Source document:
** START **

It was an established custom that, from the perspective of someone approaching the open side of the table, the master of the feast, the host, reclined in the middle of the left side, probably because that place was best for observing all guests as well as all servants in attendance. Presumably that was Jesus' position.18

There is no doubt that the person to the right of Jesus was John, for according to John's own account of the feast, he was "leaning on Jesus' bosom" (John 13:23). His words may have been a conventional figure of speech describing a place immediately to the right of another guest, or perhaps John actually rested on a cushion supported by Jesus.

Among the Romans, the place to the left of the host was known as locus consularis because it was reserved for his counselor.19 The person in that position, next to the host's back as he reclined, could easily whisper to him confidentially. The Gospel accounts leave little doubt that this was the location of Judas, because in the course of the meal, Jesus personally handed him a piece of food: specifically, a sop that He had dipped into sauce (John 13:25–26). We conclude that since John was immediately to the right of Jesus, Judas must have been the man immediately to his left. Yet John was still able to speak to Jesus in such a way that not even Judas could hear him.

It was customary to position the remaining guests in a manner reflecting their social rank. The farther away a guest was situated in the sequence of places going leftward from the host, the more important he was. Highest honor therefore belonged to the person in front on the right side.20 It was the place of highest honor because all diners faced slightly to the right. Therefore, the last diner in clockwise rotation had the best view of everyone else and was also in the best position to receive the host's attention. We are not certain who the occupant was during the Last Supper, but perhaps, because he was leader of the Twelve, it was Peter. We do know that when Peter wanted to convey a secret question to Jesus, he "beckoned" to John (John 13:24), a realistic scenario if they were positioned directly across from each other.

** END **

Direction 1: Name every individual person mentioned by name in the passage on seating at the Last Supper.
Direction 2: Write the next part of the passage on seating at the Last Supper, picking up after its final sentence.
The items that follow are separate from the passage on seating at the Last Supper.

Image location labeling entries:

** START **

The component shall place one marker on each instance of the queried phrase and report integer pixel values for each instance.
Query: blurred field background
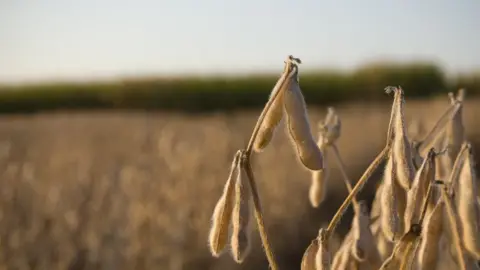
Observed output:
(136, 190)
(118, 121)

** END **

Exercise answer 1: Jesus, John, Judas, Peter

Exercise answer 2:
The significance of the place to the right of the host varied. In mixed company it might be where he would see his wife. She would, as it were, recline on his bosom. In a company of men, the same place might be taken by a son or dear friend. A common belief among Bible students has always been, based on a tradition that John outlived Jesus by perhaps sixty years, that John was the youngest of the disciples. He was, by virtue of age and warmth of relationship, like an actual son of Jesus.

Many modern Christians have a picture of Passover celebration based largely on what happened when it was first instituted (Exod. 12:3–12). They therefore suppose that normally it was confined to a single family. But according to Josephus, the company partaking of a paschal lamb numbered ten men or perhaps as many as twenty.21 It was necessary to have a large group in order to consume the entire lamb. The gathering of thirteen men from many different families to share the Last Supper was therefore nothing extraordinary.


Stages in the meal

Jewish tradition imagines that an ancient Passover meal strictly followed a lengthy series of rituals, as follows.

  1. A benediction was pronounced.
  2. Everyone drank a cup of wine.
  3. While reciting a prayer, the master of the feast (generally the host) passed a basin of water and the whole company washed their hands.
  4. Bitter herbs were dipped in sauce, consecrated with words of blessing spoken by the host, distributed, and eaten.
  5. A piece of unleavened bread was likewise blessed by the host and shared by the whole company.
  6. The lamb and other portions of the meal were brought in.
  7. After another benediction was pronounced, more bitter herbs were eaten by the company.
  8. After each person's cup was filled again with wine, participants recited questions and answers about the origin of the feast. Ordinarily, a child would ask the questions and the master of the feast would answer them. Afterward, everyone drank the wine in his cup.
  9. Everyone sang the first part of the hymn known as the Hallel (Ps. 113, 114), which was followed by a benediction.
  10. The master of the feast washed his hands and served everyone a sop made by wrapping a bit of lamb with unleavened bread and bitter herbs and dipping it in the same sauce.
  11. The company ate as much food as they wanted and finished with a piece of lamb.
  12. After washing hands, everyone drank a third cup of wine.
  13. They all sang the second part of the Hallel (Ps. 115-118).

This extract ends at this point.